Requirements:
Extract every line of the items below that contains the string "rocky".
◆ ◆ ◆ ◆ ◆ ◆ ◆
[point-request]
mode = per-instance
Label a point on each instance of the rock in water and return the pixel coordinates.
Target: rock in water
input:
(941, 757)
◆ ◆ ◆ ◆ ◆ ◆ ◆
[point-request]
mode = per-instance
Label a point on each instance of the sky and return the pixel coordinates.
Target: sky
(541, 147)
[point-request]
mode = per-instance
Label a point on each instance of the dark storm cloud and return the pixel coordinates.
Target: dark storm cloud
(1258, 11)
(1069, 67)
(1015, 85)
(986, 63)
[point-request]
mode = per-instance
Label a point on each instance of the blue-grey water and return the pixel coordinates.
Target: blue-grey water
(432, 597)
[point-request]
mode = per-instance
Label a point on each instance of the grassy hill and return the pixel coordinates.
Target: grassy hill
◆ ◆ ◆ ◆ ◆ ◆ ◆
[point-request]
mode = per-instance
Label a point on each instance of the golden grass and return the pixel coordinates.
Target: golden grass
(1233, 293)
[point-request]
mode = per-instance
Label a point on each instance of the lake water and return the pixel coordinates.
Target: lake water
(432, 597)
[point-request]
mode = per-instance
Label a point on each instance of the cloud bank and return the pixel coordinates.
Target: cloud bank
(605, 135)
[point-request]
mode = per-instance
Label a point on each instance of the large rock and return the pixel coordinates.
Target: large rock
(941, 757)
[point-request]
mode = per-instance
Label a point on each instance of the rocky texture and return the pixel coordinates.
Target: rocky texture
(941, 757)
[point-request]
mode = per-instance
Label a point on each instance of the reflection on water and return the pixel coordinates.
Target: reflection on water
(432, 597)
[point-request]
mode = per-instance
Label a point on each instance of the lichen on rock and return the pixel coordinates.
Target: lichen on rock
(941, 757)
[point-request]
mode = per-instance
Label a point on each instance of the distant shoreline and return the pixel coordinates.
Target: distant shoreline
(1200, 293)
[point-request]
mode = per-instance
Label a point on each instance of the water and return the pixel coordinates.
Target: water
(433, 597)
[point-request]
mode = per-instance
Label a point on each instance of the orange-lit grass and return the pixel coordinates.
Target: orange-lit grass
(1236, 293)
◆ ◆ ◆ ◆ ◆ ◆ ◆
Full output:
Label a point on each instance of the rocky texture and return the pixel coordinates.
Target: rocky texture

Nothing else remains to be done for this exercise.